Dataset excerpts on object pointing
──────────────────────────────
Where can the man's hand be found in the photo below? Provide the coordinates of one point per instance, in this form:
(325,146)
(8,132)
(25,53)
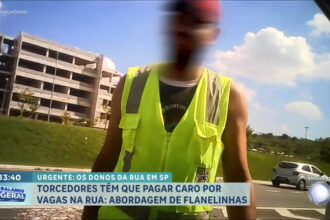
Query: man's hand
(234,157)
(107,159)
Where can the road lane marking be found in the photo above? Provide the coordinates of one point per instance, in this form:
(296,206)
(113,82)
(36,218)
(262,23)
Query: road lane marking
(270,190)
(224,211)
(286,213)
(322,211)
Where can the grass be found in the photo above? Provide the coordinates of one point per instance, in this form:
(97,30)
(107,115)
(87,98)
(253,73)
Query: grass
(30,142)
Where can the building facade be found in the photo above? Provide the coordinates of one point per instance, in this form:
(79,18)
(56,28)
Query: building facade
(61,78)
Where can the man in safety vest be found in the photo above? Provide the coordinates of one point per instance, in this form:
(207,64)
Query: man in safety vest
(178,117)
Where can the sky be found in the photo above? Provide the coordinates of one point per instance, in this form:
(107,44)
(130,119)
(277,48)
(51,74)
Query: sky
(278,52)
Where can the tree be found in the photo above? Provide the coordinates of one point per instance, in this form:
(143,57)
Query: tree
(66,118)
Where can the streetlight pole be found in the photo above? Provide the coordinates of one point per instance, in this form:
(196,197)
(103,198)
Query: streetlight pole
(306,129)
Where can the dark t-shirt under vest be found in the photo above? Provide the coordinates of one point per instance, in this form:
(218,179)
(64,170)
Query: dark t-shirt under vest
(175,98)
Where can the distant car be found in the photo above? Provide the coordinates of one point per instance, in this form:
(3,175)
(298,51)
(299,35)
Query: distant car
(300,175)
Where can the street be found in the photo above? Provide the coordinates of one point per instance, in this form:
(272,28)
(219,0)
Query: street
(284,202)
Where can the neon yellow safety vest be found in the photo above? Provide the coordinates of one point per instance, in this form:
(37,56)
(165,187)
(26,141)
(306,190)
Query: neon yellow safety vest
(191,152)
──────────────────────────────
**TASK REQUIREMENTS**
Write the full listing out again with every line unchanged, but include no pictures.

**EXERCISE ANSWER**
Where can the man's hand be found in the photo below? Provide the coordinates of one point per instance, in this form:
(325,146)
(8,132)
(25,53)
Query: man's hand
(234,157)
(107,159)
Where can the road lane marking be found in the photo above? Provide the coordinates of one point per instance, in this form:
(296,206)
(113,82)
(36,218)
(262,23)
Query: road lane marking
(270,190)
(224,211)
(286,213)
(322,211)
Where can the grass be found in the photo above? Provide the coordinates of one point per instance, in this form:
(97,30)
(107,115)
(87,98)
(253,73)
Query: grass
(30,142)
Where can the building facade be found in the photo above? Provide the coordinates of one point per instance, in this form:
(79,18)
(56,28)
Query: building facade
(61,78)
Where can the man in safety vest be found in the photo above? Provide the coordinates of one point per instance, in this form:
(207,64)
Query: man in safety vest
(178,117)
Where can the sky be found in the photo above? Provide the coordinates of one point per instance, in this form:
(107,44)
(130,119)
(277,48)
(51,74)
Query: sky
(278,52)
Where can the tree be found in the photo above? Provide the coordinates of one point per instance, in this form:
(143,57)
Query: tree
(66,118)
Where can the streetlight pole be found in the photo above? Provide the coordinates of one point per instance, in this form:
(196,197)
(103,198)
Query: streetlight pole
(306,129)
Where can the dark t-shirt under vest be found in the photo above? Provide the coordinates of one point per instance, in this form:
(218,179)
(64,170)
Query: dark t-shirt under vest
(175,98)
Where can the distant car be found in the photo above? Provide the coordinates of one point per instance, in this form:
(3,175)
(298,51)
(299,35)
Query: distant car
(300,175)
Where can the street be found in the photo above? Provide the coordinates of one point per instance, in this form:
(272,28)
(219,0)
Query: street
(284,202)
Where can the neon yellow safety vest be found in the photo above? Provide the coordinates of one point per instance, in this form:
(37,56)
(165,187)
(26,141)
(306,190)
Query: neon yellow safety vest
(191,152)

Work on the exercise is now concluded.